(Stored records)
---
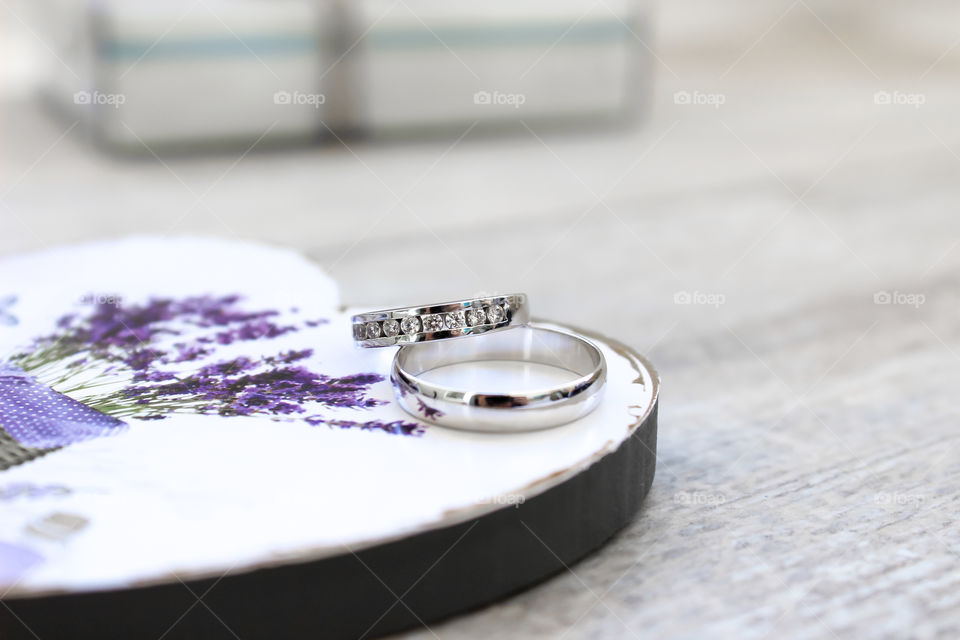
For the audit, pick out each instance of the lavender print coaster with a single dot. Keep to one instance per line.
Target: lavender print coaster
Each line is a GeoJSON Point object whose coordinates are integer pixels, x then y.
{"type": "Point", "coordinates": [203, 399]}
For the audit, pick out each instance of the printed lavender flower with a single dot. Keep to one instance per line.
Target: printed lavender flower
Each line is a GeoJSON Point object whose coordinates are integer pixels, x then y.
{"type": "Point", "coordinates": [156, 343]}
{"type": "Point", "coordinates": [37, 416]}
{"type": "Point", "coordinates": [7, 318]}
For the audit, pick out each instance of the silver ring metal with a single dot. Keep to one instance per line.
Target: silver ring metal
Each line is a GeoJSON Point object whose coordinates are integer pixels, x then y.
{"type": "Point", "coordinates": [442, 321]}
{"type": "Point", "coordinates": [523, 410]}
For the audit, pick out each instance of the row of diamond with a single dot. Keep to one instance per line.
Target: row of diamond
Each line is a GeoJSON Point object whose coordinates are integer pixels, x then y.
{"type": "Point", "coordinates": [473, 317]}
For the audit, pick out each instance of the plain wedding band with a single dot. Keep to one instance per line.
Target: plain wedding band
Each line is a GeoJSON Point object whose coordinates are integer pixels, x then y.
{"type": "Point", "coordinates": [526, 410]}
{"type": "Point", "coordinates": [441, 321]}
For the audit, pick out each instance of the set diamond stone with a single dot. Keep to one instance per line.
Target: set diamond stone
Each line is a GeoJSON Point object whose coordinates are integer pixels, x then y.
{"type": "Point", "coordinates": [431, 322]}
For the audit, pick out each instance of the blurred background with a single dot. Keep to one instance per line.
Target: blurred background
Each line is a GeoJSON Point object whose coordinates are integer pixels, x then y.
{"type": "Point", "coordinates": [570, 149]}
{"type": "Point", "coordinates": [762, 197]}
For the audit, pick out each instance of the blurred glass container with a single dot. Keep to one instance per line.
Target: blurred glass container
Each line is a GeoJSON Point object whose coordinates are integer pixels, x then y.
{"type": "Point", "coordinates": [188, 75]}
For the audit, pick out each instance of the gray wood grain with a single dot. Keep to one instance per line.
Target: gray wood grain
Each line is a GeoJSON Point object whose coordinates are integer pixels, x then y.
{"type": "Point", "coordinates": [809, 462]}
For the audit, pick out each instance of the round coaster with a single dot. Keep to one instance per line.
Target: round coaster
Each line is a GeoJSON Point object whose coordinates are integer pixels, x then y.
{"type": "Point", "coordinates": [299, 500]}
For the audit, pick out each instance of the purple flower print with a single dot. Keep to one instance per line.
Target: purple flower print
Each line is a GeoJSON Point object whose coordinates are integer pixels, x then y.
{"type": "Point", "coordinates": [7, 318]}
{"type": "Point", "coordinates": [37, 416]}
{"type": "Point", "coordinates": [166, 351]}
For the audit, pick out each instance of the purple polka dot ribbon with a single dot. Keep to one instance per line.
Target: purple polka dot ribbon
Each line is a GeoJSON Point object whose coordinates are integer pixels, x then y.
{"type": "Point", "coordinates": [37, 416]}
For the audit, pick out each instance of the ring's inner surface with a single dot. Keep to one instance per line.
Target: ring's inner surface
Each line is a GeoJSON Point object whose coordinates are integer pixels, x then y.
{"type": "Point", "coordinates": [522, 356]}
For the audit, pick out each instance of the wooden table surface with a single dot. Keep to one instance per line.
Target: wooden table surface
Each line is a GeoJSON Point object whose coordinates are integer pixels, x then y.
{"type": "Point", "coordinates": [809, 465]}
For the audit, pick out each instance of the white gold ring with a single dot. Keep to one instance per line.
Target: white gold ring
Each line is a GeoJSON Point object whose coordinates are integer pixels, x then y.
{"type": "Point", "coordinates": [522, 410]}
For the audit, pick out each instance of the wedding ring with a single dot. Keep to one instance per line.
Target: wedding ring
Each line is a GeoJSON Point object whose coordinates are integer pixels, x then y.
{"type": "Point", "coordinates": [410, 325]}
{"type": "Point", "coordinates": [522, 410]}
---
Work instruction
Look through the entries above and find each line where the word "purple" occurs; copy those lines.

Answer area
For the audit, pick out each instance of the purple flower print with a single dot. Keep to one instance per line.
Target: purple flower print
For the audit, pick out each instance of the purple polka dot ribbon with a single dot. Keep to one instance per line.
Target: purple polka dot ribbon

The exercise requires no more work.